>> BEGIN PROVIDED PASSAGE

Unfortunately, we cannot pack it more tightly on 32-bit architectures since at
least 14 bits are required per summary field.
Now that we've limited the size of the root level, we need to pick the sizes of
the subsequent levels.
Each entry in the root level must reflect some number of entries in the
following level, which gives us our fanout.
In order to stay cache-friendly, I propose trying to keep the fanout close to
the size of an L1 cache line or some multiple thereof.
64 bytes per line is generally a safe bet, and our summaries are 8 bytes wide,
so that gives us a fanout of 8.
Taking all this into account, for a 48-bit address space (such as how we treat
`linux/amd64` in the runtime), I propose the following 5-level array structure:
* Level 0: `16384` entries (fanout = 1, root)
* Level 1: `16384*8` entries (fanout = 8)
* Level 2: `16384*8*8` entries (fanout = 8)
* Level 3: `16384*8*8*8` entries (fanout = 8)
* Level 4: `16384*8*8*8*8` entries (fanout = 8, leaves)
Note that level 4 has `2^48 bytes / (512 * 8 KiB)` entries, which is exactly the
number of chunks in a 48-bit address space.
Each entry at this level represents a single chunk.
Similarly, since a chunk represents 512, or 2^9 pages, each entry in the root
level summarizes a region of `2^21` contiguous pages, as intended.
This scheme can be trivially applied to any system with a larger address space,
since we just increase the size of the root level.
For a 64-bit address space, the root level can get up to 8 GiB in size, but
that's mostly virtual address space which is fairly cheap since we'll only
commit to what we use (see below).
For most heaps, `2^21` contiguous pages or 16 GiB per entry in the root level is
good enough.
If we limited ourselves to 8 entries in the root, we would still be able to
gracefully support up to 128 GiB (and likely double that, thanks to
prefetchers).
Some Go applications may have larger heaps though, but as mentioned before we
can always change the structure of a summary away from packing into 64 bits and
then add an additional level to the tree, at the expense of some additional
metadata overhead.
Overall this uses between KiB and hundreds of MiB of address space on systems
with smaller address spaces (~600 MiB for a 48-bit address space, ~128 KiB for a
32-bit address space).
For a full 64-bit address space, this layout requires ~37 TiB of reserved
memory.
At first glance, this seems like an enormous amount, but in reality that's an
extremely small fraction (~0.00022%) of the full address space.
Furthermore, this address space is very cheap since we'll only commit what we
use, and to reduce the size of core dumps and eliminate issues with overcommit
we will map the space as `PROT_NONE` (only `MEM_RESERVE` on Windows) and map it
as read/write explicitly when we grow the heap (an infrequent operation).
There are only two known adverse effects of this large mapping on Linux:
1. `ulimit -v`, which restricts even `PROT_NONE` mappings.
1. Programs like top, when they report virtual memory footprint, include
`PROT_NONE` mappings.

>> END PROVIDED PASSAGE

TASKS TO COMPLETE
1: In the heap summary passage, how much reserved memory does the layout need for a full 64-bit address space?
2: Extend the heap summary passage, starting after its last sentence.
The entries have nothing to do with the heap summary passage.

>> BEGIN RECORD EXTRACTS

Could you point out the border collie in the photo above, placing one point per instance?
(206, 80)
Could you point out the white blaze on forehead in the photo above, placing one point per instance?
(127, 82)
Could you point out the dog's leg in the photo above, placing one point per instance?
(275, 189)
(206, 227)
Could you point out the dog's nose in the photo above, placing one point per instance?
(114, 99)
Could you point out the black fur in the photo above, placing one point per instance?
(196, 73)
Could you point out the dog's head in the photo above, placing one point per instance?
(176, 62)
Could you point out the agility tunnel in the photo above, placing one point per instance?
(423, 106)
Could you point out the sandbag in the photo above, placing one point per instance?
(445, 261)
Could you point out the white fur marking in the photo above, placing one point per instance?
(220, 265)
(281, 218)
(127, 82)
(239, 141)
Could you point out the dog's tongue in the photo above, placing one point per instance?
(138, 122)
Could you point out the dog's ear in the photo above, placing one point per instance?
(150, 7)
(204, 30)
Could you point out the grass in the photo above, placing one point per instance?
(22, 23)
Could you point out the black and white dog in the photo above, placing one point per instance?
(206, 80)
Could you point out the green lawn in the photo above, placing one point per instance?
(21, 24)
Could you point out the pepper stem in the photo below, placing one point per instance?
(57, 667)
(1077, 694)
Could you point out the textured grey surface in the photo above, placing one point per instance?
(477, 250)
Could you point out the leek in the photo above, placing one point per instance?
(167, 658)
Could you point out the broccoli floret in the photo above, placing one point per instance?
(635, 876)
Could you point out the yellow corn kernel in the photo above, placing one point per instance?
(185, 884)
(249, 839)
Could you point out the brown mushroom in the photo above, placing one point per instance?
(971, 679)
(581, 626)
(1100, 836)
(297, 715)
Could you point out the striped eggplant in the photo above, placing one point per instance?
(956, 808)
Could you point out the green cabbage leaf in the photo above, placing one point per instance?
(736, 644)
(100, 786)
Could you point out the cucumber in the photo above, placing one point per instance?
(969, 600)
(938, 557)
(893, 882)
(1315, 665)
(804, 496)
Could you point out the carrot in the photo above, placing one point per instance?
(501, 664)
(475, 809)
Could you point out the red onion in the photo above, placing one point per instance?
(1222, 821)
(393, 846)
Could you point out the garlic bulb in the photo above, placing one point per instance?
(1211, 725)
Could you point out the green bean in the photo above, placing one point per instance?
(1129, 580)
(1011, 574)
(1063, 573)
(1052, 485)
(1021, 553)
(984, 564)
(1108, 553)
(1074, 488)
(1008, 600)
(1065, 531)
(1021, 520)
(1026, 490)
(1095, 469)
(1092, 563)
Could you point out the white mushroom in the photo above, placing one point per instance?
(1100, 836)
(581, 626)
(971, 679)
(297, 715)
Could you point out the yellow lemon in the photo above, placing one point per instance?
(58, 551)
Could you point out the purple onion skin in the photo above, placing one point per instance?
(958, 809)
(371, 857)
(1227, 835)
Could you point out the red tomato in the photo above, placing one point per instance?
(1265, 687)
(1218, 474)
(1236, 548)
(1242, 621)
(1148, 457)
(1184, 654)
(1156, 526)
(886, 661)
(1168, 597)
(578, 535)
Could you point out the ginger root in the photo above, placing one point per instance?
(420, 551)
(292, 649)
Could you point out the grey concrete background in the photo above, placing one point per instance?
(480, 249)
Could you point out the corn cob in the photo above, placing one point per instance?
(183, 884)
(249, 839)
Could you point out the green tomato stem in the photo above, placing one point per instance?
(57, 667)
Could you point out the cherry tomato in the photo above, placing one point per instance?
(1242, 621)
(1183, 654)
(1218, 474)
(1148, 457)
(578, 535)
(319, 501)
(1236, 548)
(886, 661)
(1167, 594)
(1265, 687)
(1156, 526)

>> END RECORD EXTRACTS

RESPONSES
1: About 37 TiB.

2:
In the grand scheme of things, these are relatively minor consequences.
The former is not used often, and in cases where it is, it's used as an
inaccurate proxy for limiting a process's physical memory use.
The latter is mostly cosmetic, though perhaps some monitoring system uses it as
a proxy for memory use, and will likely result in some harmless questions.
### Allow a P to cache bits from the bitmap
I propose adding a free page cache to each P.
The page cache, in essence, is a base address marking the beginning of a 64-page
aligned chunk, and a 64-bit bitmap representing free pages in that chunk.
With 8 KiB pages, this makes it so that at most each P can hold onto 512 KiB of
memory.
The allocation algorithm would thus consist of a P first checking its own cache.
If it's empty, it would then go into the bitmap and cache the first non-zero
chunk of 64 bits it sees, noting the base address of those 64 bits.
It then allocates out of its own cache if able.
If it's unable to satisfy the allocation from these bits, then it goes back and
starts searching for contiguous bits, falling back on heap growth if it fails.
If the allocation request is more than 16 pages in size, then we don't even
bother checking the cache.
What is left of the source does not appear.